--- SET PROBLEM ---
Give the records below as a two-column CSV with the header columns "prompt" and "points" and one row per record. Put each record's text and its answer in one quoted field each, change line breaks to spaces, and omit the pictures.

[Point-based annotation data]
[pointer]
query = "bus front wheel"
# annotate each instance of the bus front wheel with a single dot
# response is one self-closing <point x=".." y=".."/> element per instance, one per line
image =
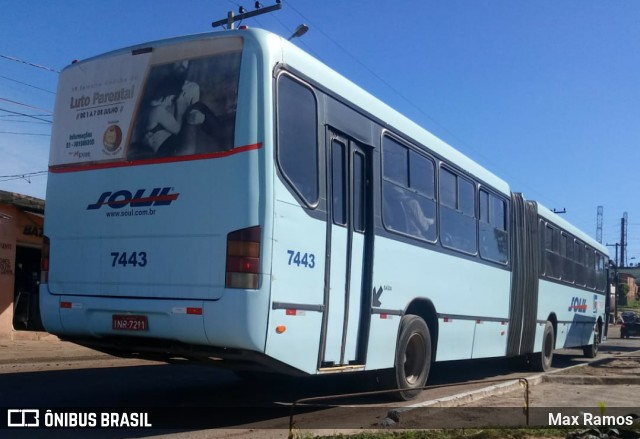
<point x="413" y="357"/>
<point x="541" y="361"/>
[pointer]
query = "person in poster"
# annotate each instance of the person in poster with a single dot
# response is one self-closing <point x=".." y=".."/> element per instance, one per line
<point x="176" y="116"/>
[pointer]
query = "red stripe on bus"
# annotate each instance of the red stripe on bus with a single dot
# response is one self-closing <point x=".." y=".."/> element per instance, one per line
<point x="212" y="155"/>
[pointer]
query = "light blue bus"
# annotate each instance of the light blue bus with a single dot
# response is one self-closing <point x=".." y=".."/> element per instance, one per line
<point x="227" y="198"/>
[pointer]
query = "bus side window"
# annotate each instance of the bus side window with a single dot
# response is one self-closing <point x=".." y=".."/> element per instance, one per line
<point x="298" y="137"/>
<point x="457" y="212"/>
<point x="408" y="190"/>
<point x="493" y="228"/>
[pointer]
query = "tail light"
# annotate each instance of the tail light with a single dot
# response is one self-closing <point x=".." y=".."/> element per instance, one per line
<point x="44" y="261"/>
<point x="243" y="258"/>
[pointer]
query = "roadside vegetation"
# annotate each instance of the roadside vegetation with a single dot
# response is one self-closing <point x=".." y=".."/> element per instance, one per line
<point x="540" y="433"/>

--- FULL SOLUTION ---
prompt,points
"[pointer] query = ""bus front wheel"" # annotate each instance of the bus front wheel with a single dot # response is one self-closing <point x="".."" y=""..""/> element per instance, one per line image =","<point x=""413"" y=""357""/> <point x=""541"" y=""361""/>"
"[pointer] query = ""person in poster"" # annotate each instance of the person in poster with a single dot # response is one self-closing <point x="".."" y=""..""/> element per instance, one per line","<point x=""176"" y=""116""/>"
"[pointer] query = ""red stripe on bus"" # annotate each instance of the red stripe on bus with a single dot # response is one self-closing <point x="".."" y=""..""/> element per instance, one per line","<point x=""212"" y=""155""/>"
"[pointer] query = ""light blue bus"" # annotate each instance of the light blue bus with a single dot # response is one self-closing <point x="".."" y=""..""/> element per instance, one per line","<point x=""227"" y=""198""/>"
"[pointer] query = ""bus side window"" # annotate each instance of the bus side window with a single dot # response is one self-closing <point x="".."" y=""..""/> element per instance, one per line","<point x=""298"" y=""137""/> <point x=""457"" y=""212""/> <point x=""408"" y=""190""/> <point x=""493"" y=""228""/>"
"[pointer] query = ""tail light"" # annotate each instance of the tail light with a single dot # response is one self-closing <point x="".."" y=""..""/> element per instance, one per line","<point x=""44"" y=""261""/> <point x=""243"" y=""258""/>"
"[pointer] query = ""roadside vegetation"" # annotate each instance of the roadside vegetation with a single dot # response is one self-closing <point x="".."" y=""..""/> element per instance, one per line","<point x=""540"" y=""433""/>"